Aim of the exercise =>
Copy out the rows below with "Target" swapped for "Object" everywhere it occurs, keeping all other text unchanged.

[begin Data for this exercise]

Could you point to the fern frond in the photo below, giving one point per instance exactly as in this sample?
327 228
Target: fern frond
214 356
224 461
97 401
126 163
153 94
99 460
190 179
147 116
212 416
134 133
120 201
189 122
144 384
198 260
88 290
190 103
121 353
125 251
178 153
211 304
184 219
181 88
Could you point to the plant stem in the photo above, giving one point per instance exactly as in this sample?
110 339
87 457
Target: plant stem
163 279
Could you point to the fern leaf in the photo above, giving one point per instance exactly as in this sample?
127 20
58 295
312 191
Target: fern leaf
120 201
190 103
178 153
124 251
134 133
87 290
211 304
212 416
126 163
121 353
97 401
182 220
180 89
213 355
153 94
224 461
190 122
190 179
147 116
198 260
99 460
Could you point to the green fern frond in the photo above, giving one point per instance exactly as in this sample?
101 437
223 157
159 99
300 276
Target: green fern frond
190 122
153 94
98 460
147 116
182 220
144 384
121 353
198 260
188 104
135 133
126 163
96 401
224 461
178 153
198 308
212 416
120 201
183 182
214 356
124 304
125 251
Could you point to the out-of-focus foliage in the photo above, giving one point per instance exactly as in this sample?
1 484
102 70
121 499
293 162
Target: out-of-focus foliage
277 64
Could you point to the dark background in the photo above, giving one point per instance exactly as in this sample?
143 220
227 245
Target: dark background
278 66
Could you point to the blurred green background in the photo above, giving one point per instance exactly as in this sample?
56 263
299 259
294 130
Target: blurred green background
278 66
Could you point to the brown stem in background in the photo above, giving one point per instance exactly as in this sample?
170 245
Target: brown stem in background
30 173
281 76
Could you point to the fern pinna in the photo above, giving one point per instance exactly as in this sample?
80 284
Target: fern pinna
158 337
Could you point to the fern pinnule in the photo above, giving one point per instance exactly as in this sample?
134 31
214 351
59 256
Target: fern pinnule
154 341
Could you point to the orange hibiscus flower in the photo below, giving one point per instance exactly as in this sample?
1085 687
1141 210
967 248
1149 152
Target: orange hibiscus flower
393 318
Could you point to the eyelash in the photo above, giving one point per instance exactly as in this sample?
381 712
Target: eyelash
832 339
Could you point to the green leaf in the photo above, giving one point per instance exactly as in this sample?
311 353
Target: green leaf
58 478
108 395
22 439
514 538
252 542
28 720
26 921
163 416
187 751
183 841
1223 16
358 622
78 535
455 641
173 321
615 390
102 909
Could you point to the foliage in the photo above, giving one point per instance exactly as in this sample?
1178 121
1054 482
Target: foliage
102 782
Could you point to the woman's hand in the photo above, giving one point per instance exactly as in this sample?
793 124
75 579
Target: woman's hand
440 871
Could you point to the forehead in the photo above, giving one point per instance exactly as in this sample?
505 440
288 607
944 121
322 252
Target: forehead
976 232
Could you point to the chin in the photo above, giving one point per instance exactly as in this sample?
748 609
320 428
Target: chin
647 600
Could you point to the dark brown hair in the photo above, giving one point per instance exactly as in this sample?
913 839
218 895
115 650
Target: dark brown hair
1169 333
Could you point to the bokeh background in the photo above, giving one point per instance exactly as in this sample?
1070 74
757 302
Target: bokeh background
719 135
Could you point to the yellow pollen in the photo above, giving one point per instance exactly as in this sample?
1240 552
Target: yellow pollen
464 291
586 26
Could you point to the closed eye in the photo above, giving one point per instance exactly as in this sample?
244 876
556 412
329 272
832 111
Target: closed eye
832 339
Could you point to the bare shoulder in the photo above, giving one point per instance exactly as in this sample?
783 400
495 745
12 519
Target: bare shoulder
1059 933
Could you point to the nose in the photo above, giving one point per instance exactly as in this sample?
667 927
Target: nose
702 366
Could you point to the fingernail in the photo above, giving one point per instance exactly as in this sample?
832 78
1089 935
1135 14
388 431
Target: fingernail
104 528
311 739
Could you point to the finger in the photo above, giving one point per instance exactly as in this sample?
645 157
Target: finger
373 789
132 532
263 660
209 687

[end Data for this exercise]

The output =>
Could you point to the fern frond in the photo below, giving one point per instance exactly as in this sample?
327 228
Object: fern frond
214 356
224 461
97 401
126 163
153 94
99 460
190 179
147 116
212 416
134 133
120 201
189 122
144 384
198 260
88 290
190 103
121 353
125 251
178 153
211 304
184 219
181 88
Could you point to the plant stem in the photo above, giving one point per instance exactly as in this sample?
110 339
87 457
Object: plant stem
163 279
Could you point to the fern leaf in the photo above, giving one point per instance exactly as in this sample?
127 20
58 295
312 191
Object: fern leaf
120 201
190 103
178 153
124 251
134 133
87 290
211 304
212 416
126 163
121 353
97 401
182 220
180 89
213 355
153 94
224 461
190 122
190 179
147 116
198 260
99 460
Could you point to the green fern frond in the photo above, giving one point per instance exactly as in this sample?
101 437
223 157
159 99
300 276
Object: green fern frond
190 122
153 94
98 460
147 116
182 220
144 384
121 353
198 260
188 104
135 133
126 163
96 401
224 461
178 153
198 308
212 416
120 201
183 182
214 356
124 304
125 251
Could you point to the out-of-focus foliage in the photo above, giving one point per instance exactly as in this sample?
1 484
102 70
121 499
293 162
Object: out-of-focus foliage
277 64
Could you point to the dark background in the photo above, giving one point per instance exactly as in this sample?
143 220
227 245
Object: dark background
278 66
Could you point to the blurred green background in the photo above, giving one point per instance exactly as in this sample?
56 263
299 259
294 130
Object: blurred green background
278 66
Could you point to the brown stem in background in the photo above, giving one point per instance exactly as in this sample?
170 245
Object: brown stem in background
30 173
281 76
Could you point to the fern pinna in the photo above, giving one point per instance exactly as in this sample?
80 284
Object: fern pinna
158 337
Could you point to the fern pinnule in the photo above, giving one point per instance exactly as in this sample?
134 31
214 351
59 256
Object: fern pinnule
154 341
Could you point to the orange hibiscus flower in the photo below, giving one point per instance exactly as in this sample?
1085 687
1141 210
967 248
1149 152
Object: orange hibiscus flower
393 318
Could you point to the eyelash in the photo above, giving one point per instance exactly as in this sample?
381 712
Object: eyelash
832 339
Could you point to the green leaf in the photo above, giving one point per instance exactly as in this sample?
311 353
Object: green leaf
58 478
108 395
22 439
514 538
252 542
28 720
26 921
163 416
187 751
183 841
1223 16
358 622
78 535
455 641
173 321
615 390
102 909
Could you point to the foliage in the photo above, giving one point per instance exactly as in this sample?
1178 121
1054 482
Object: foliage
102 782
Could you point to the woman's hand in the photo above, giving one point per instance exactly as in this sample?
793 124
75 579
Object: woman's hand
440 871
Could you point to the forehead in the photo above, giving one point per instance exactly as in this sample?
505 440
288 607
944 121
322 252
Object: forehead
976 232
Could you point to the chin in the photo above, giving one point per instance exactly as in this sample?
748 609
320 428
Object: chin
647 600
Could you point to the dark brown hair in the photo above, giving one point per instance exactly as in this sample?
913 839
218 895
115 650
Object: dark brown hair
1169 333
Could you point to the bokeh background in the photo above, giving one point per instance exactly as in this sample?
1070 74
757 302
Object: bokeh background
719 135
Could you point to the yellow pollen in the photo above, giving one point per instance exactly as in this sample?
1240 552
Object: yellow pollen
464 291
586 26
Could you point to the closed eye in the photo above, giving one point per instance exactly as in this sample?
244 876
556 412
329 272
832 111
Object: closed eye
832 339
Could you point to the bare shoulder in the photo above, giving one point per instance exactly as in this sample?
783 400
495 745
12 519
Object: bare shoulder
1059 933
Could you point to the nose in the photo above, giving one point per instance exactly as in this sample?
667 927
Object: nose
702 366
Could you point to the fingernail in the photo above, giving one point per instance exactly as in this sample?
832 78
1089 935
1135 14
388 431
Object: fingernail
104 528
311 739
Could you point to the finger in the photo above, giving one point per instance exactly as in this sample?
645 157
Object: finger
373 789
132 532
263 660
209 687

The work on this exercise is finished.